(TASK BRIEF) Begin at the line that contains "target | fence railing" and stop after the last line of the entries. Copy out every line in that stretch, requests included, and add 136 to each coordinate in the answers.

>> begin

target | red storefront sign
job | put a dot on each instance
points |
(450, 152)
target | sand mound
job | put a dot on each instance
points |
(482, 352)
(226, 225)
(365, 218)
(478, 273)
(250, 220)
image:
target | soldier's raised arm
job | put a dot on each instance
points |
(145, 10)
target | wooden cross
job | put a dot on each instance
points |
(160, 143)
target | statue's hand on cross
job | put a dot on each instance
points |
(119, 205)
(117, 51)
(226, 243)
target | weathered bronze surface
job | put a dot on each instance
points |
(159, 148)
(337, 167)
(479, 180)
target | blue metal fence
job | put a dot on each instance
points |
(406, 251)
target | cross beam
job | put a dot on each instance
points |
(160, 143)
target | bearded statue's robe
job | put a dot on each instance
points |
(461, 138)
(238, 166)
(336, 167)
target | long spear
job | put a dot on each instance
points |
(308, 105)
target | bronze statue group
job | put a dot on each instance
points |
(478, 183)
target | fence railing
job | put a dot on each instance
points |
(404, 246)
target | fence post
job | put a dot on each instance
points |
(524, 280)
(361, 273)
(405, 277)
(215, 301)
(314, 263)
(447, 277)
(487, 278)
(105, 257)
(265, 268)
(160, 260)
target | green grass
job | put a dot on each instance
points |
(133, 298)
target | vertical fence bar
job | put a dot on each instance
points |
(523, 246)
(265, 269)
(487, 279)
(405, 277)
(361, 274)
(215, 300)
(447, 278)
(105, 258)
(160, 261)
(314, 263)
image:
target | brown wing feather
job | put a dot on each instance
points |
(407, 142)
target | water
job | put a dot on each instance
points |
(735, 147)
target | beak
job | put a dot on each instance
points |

>> end

(ANSWER TO THIS PROBLEM)
target | fence railing
job | put a dot on each instance
points |
(540, 382)
target | fence post
job | put a dot on each instance
points |
(660, 416)
(497, 409)
(541, 413)
(351, 437)
(450, 399)
(583, 413)
(623, 414)
(241, 393)
(401, 404)
(296, 396)
target | green grass
job | put a dot on each instance
points |
(269, 434)
target | vertical fence bar
job | put a dot on each instance
points |
(659, 382)
(401, 405)
(623, 415)
(541, 413)
(497, 410)
(351, 436)
(583, 414)
(241, 394)
(296, 397)
(450, 399)
image:
target | brown wing feather
job | put a dot on each instance
points |
(543, 278)
target | water
job | put a dot on each instance
points |
(871, 283)
target | beak
job | put a dot on each instance
points |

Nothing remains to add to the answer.